Your instructions
The records that appear below are to be restated word for word.

Data listing
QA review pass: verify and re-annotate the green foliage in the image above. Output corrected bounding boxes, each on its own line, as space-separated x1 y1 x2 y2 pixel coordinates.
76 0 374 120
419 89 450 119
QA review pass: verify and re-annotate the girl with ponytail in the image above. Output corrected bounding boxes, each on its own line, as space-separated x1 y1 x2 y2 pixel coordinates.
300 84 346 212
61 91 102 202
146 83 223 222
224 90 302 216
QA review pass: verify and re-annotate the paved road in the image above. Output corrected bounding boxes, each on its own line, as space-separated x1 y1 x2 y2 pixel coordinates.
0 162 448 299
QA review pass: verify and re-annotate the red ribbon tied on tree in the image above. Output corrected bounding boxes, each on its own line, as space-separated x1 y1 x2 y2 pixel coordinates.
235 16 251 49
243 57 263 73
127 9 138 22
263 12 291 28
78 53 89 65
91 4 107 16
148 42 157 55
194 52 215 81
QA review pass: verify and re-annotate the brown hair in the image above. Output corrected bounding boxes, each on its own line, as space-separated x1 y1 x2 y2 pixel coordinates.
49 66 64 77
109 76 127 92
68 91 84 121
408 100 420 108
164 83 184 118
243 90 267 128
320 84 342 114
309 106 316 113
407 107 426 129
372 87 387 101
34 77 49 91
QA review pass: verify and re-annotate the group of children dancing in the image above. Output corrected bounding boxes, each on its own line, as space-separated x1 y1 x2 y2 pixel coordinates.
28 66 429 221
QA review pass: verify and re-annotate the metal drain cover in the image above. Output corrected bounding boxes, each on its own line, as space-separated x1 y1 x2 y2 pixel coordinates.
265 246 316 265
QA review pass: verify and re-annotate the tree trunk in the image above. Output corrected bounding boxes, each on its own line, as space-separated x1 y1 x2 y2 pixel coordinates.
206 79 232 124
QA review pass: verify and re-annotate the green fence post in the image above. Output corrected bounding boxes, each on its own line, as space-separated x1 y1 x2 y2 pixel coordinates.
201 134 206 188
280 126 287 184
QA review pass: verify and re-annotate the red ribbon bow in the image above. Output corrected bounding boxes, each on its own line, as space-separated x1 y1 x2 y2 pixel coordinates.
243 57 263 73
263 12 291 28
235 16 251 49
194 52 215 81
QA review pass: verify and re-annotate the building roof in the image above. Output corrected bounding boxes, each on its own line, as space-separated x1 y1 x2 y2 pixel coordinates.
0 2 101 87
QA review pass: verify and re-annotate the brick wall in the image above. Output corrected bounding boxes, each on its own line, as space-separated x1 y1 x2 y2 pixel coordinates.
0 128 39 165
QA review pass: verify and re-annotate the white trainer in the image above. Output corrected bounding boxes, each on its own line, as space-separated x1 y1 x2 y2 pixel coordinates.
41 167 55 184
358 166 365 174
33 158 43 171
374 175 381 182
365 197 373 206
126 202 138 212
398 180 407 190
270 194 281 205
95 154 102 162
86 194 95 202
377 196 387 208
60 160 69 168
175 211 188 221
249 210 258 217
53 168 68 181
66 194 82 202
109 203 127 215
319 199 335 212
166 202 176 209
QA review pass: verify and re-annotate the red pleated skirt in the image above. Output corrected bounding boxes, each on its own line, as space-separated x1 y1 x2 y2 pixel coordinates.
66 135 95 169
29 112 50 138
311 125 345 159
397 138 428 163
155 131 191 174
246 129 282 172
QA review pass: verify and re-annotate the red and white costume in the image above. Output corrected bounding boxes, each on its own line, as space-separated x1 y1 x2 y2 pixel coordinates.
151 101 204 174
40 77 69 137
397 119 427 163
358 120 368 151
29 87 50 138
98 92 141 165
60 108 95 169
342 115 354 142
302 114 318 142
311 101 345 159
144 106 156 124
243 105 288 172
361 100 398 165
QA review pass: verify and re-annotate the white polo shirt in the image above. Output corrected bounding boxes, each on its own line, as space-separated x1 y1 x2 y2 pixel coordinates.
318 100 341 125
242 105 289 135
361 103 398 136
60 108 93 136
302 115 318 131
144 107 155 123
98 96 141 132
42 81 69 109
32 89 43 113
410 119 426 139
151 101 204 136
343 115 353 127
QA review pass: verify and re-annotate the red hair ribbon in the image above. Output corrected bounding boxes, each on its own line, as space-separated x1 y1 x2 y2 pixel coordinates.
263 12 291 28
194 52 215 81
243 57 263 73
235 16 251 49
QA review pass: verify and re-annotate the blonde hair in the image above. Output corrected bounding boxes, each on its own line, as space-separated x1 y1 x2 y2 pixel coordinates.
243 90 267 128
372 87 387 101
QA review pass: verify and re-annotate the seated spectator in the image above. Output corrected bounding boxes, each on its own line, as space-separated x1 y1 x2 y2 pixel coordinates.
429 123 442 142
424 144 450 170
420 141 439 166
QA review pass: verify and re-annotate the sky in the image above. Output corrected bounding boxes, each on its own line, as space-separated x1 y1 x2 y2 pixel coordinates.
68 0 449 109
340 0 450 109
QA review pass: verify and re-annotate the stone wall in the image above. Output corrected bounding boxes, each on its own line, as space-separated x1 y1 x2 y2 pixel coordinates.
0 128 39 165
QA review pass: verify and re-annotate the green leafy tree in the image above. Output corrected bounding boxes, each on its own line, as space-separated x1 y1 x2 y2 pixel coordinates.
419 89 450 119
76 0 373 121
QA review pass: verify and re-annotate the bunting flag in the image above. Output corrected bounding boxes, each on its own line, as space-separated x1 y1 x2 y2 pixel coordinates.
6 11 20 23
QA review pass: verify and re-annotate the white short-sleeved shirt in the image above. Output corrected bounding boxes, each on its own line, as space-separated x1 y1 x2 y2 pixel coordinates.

Written response
QA review pass: verify and re-annotate the green foliage in the image above. Output corrected bounding boxes, each on its own line, as space-separated x1 y1 x2 y2 pixel coordinates.
76 0 374 120
419 89 450 119
QA review pass: verify and re-annotate the girl with ponytail in the image above. Output corrected bounding boxes, each on its own line, as space-separated x1 y1 x2 y2 pixel coordinates.
300 84 346 212
61 91 102 202
146 83 223 222
224 90 302 216
QA review pass: verify and re-annotate the paved road in the image above. Output corrected bounding boxes, each on its own line, as space-separated x1 y1 x2 y2 pixel coordinates.
0 162 448 299
QA review pass: verify and re-annotate the red ribbon tied on tree in the image above. Output corrected bounding boxes, each on its own line, as space-separated x1 y1 x2 y2 pixel coordinates.
235 16 251 49
243 57 263 73
127 9 138 22
263 12 291 28
78 53 89 65
91 4 107 16
148 42 157 55
194 52 215 81
QA review pass: verify and re-annotate the brown hair in the image above. Output corrected bounding boxes, each on its own line, as space-separated x1 y1 x2 y2 pixel coordinates.
49 66 64 77
109 76 127 92
68 91 84 121
408 100 420 108
164 83 184 118
243 90 267 128
320 84 342 114
309 106 316 113
407 107 426 129
372 87 387 101
34 77 49 91
QA review pass: verify and re-annotate the group of children dancing in the image above. Output corrected bounding boxes, each on its own line, as space-separated x1 y1 x2 y2 pixel coordinates.
28 66 429 221
QA review pass: verify and re-annotate the metal drain cover in the image above. Output corrected bounding boxes, each on its own line, as space-separated x1 y1 x2 y2 pixel coordinates.
265 246 316 265
QA review pass: verify and re-annotate the tree trunk in the image above. Output corrected bounding boxes, each on its own line, as space-separated x1 y1 x2 y2 pixel coordinates.
206 79 232 124
QA review pass: verify and re-annotate the green fence post in the image above. Output corrected bounding boxes, each on its own line, as space-separated x1 y1 x2 y2 pixel coordinates.
201 134 206 188
280 126 287 184
QA review pass: verify and re-annotate the red ribbon bow in the image above. Output corrected bounding boxes, each on its own line, as space-separated x1 y1 x2 y2 pixel coordinates.
243 57 263 73
263 12 291 28
235 16 251 49
194 52 215 81
QA review pass: verify and re-annotate the building roof in the image above. Output corrected bounding boxes, each on its own line, as space-separated x1 y1 x2 y2 pixel coordinates.
0 2 101 87
QA review pass: verify and re-annotate the brick wall in the image above. Output corrected bounding boxes, each on its own line, as space-separated x1 y1 x2 y2 pixel coordinates.
0 128 39 165
QA review pass: verify and re-annotate the white trainer in the image above. Output corrected bounding boxes, each on its own line, as space-separated x1 y1 x2 y2 pixel coordinates.
41 167 55 184
358 166 365 174
33 158 43 171
374 175 381 182
365 197 373 206
126 202 138 212
398 180 407 190
270 194 281 205
95 154 102 162
86 194 95 202
377 196 387 208
60 160 69 168
175 211 188 221
249 210 258 217
53 168 68 181
66 194 82 202
109 203 127 215
319 199 335 212
166 202 176 209
QA review pass: verify and re-annotate the red pleated skirt in the image above. Output corrected bounding boxes, each on its own line, as space-separated x1 y1 x2 y2 pixel coordinates.
66 135 95 169
29 112 50 138
311 125 345 159
397 138 428 163
155 131 191 174
246 129 282 172
QA review pass: verify and re-annotate the red and white costume in the image above. Output corrected bounding boxes, each on its own line, as space-separated x1 y1 x2 y2 pixel coordinates.
151 101 204 174
40 77 69 137
397 119 427 163
358 120 368 151
29 87 50 138
98 92 141 165
60 108 95 169
342 115 354 142
302 114 318 142
311 101 345 159
144 106 156 124
243 105 288 172
361 100 398 165
QA review pass: verify and re-annotate the white polo shirt in the image above. Output corrected bounding boxes, each on its own line, as space-separated x1 y1 x2 y2 pixel coordinates.
318 100 341 125
242 105 289 135
361 103 398 136
60 108 93 136
302 115 318 131
144 107 155 123
98 96 141 132
42 81 69 109
32 89 43 113
410 119 426 139
151 101 204 136
343 115 353 127
QA review pass: verify and re-annotate the red hair ribbon in the image above. Output corrected bounding boxes, each on its own line, as space-separated x1 y1 x2 y2 pixel coordinates.
263 12 291 28
194 52 215 81
243 57 263 73
235 16 251 49
QA review pass: verify and re-annotate the blonde hair in the image above. Output corrected bounding boxes, each on its own line, as space-separated x1 y1 x2 y2 pixel coordinates.
243 90 267 128
372 87 387 101
QA review pass: verify and re-annotate the seated spectator in the image above. Output corrected bounding boxes, each on its own line, as space-separated x1 y1 x2 y2 pixel coordinates.
429 123 442 142
424 144 450 170
420 141 439 166
QA review pass: verify and re-annotate the sky in the image above. Output corrected bounding boxes, each on its own line, as space-separated x1 y1 x2 y2 pixel coordinates.
68 0 449 109
340 0 450 109
QA review pass: verify and re-annotate the stone wall in the image above. Output corrected bounding boxes, each on its own line, as space-separated x1 y1 x2 y2 pixel coordinates.
0 128 39 165
QA review pass: verify and re-annotate the green leafy tree in the image above. Output corrected bounding boxes, each on its own line, as space-separated x1 y1 x2 y2 pixel coordinates.
419 89 450 119
76 0 373 121
QA review pass: verify and re-annotate the bunting flag in the image above. Output corrected bounding boxes, each on its own line, as space-separated x1 y1 x2 y2 pixel coordinates.
6 11 20 23
QA review pass: verify and re-annotate the white short-sleeved shirt in the image above. Output corrected bounding boxes, each on its own line, as space-separated x1 y1 x2 y2 pixel coordinates.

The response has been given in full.